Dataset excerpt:
----------
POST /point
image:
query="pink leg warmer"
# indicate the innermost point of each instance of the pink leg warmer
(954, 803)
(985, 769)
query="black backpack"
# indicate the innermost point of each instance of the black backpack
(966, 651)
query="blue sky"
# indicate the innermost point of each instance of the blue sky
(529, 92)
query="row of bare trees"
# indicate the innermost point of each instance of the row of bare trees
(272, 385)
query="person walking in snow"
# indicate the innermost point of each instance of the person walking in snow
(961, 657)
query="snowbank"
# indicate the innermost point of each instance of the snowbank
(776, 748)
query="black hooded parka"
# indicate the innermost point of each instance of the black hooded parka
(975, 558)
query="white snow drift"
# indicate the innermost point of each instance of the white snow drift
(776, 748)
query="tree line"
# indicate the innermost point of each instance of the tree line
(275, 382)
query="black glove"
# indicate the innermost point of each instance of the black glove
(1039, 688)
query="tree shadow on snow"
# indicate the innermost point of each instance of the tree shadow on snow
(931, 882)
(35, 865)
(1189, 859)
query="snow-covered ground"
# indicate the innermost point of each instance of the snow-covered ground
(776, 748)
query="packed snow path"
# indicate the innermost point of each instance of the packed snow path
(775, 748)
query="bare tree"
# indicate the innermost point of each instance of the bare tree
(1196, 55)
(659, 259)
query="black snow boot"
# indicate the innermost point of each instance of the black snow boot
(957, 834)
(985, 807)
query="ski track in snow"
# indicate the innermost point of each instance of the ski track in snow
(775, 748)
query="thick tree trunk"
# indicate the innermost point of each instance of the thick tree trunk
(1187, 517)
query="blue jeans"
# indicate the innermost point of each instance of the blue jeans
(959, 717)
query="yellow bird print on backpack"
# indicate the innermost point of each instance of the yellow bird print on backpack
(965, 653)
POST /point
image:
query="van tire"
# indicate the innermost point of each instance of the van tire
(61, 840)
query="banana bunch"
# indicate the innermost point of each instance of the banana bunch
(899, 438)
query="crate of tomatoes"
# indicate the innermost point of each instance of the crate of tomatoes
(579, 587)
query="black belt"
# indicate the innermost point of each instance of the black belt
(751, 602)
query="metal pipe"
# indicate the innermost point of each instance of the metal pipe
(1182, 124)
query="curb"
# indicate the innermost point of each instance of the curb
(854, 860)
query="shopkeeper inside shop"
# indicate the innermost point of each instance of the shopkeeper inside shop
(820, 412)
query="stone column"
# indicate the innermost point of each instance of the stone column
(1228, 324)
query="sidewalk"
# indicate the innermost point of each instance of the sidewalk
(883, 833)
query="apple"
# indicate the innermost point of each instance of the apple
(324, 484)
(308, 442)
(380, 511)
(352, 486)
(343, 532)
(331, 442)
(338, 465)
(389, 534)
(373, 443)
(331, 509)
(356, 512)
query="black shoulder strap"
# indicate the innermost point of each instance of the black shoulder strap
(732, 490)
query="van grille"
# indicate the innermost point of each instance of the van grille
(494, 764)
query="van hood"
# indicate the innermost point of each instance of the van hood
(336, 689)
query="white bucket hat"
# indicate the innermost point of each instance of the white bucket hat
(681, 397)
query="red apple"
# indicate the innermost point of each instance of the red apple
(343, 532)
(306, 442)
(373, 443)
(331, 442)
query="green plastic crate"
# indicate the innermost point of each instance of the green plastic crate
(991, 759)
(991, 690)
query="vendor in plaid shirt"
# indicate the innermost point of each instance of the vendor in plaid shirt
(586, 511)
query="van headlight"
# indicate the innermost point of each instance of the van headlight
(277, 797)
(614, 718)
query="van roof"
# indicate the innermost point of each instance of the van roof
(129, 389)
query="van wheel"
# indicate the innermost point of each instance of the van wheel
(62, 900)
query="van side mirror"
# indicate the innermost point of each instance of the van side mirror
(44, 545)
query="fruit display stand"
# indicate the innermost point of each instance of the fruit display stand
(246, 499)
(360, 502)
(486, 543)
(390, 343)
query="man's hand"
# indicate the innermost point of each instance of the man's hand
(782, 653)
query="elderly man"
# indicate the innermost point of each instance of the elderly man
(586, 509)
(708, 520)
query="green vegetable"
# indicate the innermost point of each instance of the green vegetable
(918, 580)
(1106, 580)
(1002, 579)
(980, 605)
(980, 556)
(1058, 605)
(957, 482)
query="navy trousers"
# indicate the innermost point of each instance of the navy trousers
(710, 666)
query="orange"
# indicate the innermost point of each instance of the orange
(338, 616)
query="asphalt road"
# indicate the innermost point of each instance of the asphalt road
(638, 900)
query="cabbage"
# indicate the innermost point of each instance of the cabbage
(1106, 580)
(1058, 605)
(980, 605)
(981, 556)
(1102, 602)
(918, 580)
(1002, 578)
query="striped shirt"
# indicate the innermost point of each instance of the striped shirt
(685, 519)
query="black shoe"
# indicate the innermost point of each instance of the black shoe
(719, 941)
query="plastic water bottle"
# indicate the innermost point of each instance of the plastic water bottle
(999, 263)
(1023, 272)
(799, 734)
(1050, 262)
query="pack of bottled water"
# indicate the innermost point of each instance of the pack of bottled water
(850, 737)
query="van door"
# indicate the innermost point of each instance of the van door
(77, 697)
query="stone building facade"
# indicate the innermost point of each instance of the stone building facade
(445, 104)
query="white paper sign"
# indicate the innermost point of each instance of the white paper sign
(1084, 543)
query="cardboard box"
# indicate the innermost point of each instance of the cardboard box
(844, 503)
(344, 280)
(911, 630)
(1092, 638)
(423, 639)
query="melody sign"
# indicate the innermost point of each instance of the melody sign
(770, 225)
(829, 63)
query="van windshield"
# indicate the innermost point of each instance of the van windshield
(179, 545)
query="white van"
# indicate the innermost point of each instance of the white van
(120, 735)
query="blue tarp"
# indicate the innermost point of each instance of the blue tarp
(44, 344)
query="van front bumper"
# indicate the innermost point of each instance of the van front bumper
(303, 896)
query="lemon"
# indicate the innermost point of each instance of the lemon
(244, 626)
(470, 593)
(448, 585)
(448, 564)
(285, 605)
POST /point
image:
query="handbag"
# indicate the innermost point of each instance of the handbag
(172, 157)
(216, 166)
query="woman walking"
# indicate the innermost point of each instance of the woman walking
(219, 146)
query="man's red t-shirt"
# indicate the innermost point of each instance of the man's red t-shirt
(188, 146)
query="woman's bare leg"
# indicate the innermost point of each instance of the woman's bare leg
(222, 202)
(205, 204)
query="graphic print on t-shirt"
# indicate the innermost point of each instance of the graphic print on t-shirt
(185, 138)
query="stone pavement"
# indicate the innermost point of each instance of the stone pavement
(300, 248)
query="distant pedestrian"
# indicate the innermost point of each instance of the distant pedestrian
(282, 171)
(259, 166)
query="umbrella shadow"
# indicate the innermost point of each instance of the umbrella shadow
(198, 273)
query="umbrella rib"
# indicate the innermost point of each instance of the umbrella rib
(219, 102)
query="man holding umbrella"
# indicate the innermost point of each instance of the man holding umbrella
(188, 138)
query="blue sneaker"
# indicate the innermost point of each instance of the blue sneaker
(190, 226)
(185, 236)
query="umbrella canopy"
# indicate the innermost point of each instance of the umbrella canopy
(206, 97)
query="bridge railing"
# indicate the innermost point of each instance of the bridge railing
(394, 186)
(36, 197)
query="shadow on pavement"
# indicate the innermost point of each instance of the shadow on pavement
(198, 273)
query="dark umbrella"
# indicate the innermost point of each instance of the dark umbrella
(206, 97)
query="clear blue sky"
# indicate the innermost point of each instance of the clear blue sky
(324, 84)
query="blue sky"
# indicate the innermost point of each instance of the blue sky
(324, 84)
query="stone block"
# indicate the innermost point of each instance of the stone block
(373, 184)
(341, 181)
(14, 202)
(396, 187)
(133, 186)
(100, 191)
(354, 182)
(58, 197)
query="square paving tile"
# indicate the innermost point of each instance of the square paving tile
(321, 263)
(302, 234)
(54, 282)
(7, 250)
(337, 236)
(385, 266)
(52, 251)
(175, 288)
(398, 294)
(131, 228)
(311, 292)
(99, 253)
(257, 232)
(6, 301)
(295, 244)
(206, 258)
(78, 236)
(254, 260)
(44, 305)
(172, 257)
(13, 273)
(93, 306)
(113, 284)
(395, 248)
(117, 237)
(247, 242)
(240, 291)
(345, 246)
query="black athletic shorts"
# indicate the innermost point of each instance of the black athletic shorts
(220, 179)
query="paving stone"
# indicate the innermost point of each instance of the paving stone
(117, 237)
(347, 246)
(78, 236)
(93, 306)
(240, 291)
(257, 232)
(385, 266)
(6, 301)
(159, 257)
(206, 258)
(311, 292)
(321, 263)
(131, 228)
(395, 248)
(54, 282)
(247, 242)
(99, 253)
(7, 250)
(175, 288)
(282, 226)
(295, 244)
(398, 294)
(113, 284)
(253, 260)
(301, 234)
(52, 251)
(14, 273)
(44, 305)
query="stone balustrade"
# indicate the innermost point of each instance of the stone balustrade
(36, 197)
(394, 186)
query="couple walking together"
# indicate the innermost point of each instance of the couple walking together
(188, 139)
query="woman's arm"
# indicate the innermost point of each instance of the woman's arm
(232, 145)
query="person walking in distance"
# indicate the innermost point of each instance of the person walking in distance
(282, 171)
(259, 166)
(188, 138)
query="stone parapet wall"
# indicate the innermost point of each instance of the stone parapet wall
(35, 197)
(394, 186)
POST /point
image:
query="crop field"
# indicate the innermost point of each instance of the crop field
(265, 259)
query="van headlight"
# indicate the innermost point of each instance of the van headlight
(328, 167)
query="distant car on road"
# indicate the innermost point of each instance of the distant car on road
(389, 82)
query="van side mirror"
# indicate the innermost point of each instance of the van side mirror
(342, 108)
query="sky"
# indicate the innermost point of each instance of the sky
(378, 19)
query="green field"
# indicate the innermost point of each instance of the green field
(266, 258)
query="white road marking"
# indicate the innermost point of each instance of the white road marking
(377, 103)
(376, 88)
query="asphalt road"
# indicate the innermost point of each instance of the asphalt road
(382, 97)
----------
• The exercise
Can you render the entries as a Markdown table with the columns "Row" and "Line", one numbered row per line, beginning with the first line of the entries and ending after the line that contains "(1039, 688)"? Leave out any blank lines.

• Finished answer
| Row | Line |
|---|---|
| 1 | POST /point |
| 2 | image: |
| 3 | query="pink leg warmer" |
| 4 | # indicate the innermost point of each instance of the pink leg warmer |
| 5 | (954, 803) |
| 6 | (985, 769) |
| 7 | query="black backpack" |
| 8 | # indicate the innermost point of each instance of the black backpack |
| 9 | (966, 651) |
| 10 | query="blue sky" |
| 11 | # indicate the innermost point of each instance of the blue sky |
| 12 | (529, 92) |
| 13 | query="row of bare trees" |
| 14 | # indicate the innermost point of each instance of the row of bare trees |
| 15 | (272, 385) |
| 16 | query="person walking in snow" |
| 17 | # indicate the innermost point of each instance of the person walking in snow |
| 18 | (961, 657) |
| 19 | query="snowbank" |
| 20 | # indicate the innermost point of each instance of the snowbank |
| 21 | (776, 748) |
| 22 | query="black hooded parka" |
| 23 | # indicate the innermost point of each instance of the black hooded parka |
| 24 | (975, 558) |
| 25 | query="white snow drift" |
| 26 | # indicate the innermost point of each instance of the white snow drift |
| 27 | (776, 748) |
| 28 | query="tree line" |
| 29 | # indicate the innermost point of each instance of the tree line |
| 30 | (275, 382) |
| 31 | query="black glove" |
| 32 | # indicate the innermost point of each instance of the black glove |
| 33 | (1039, 688) |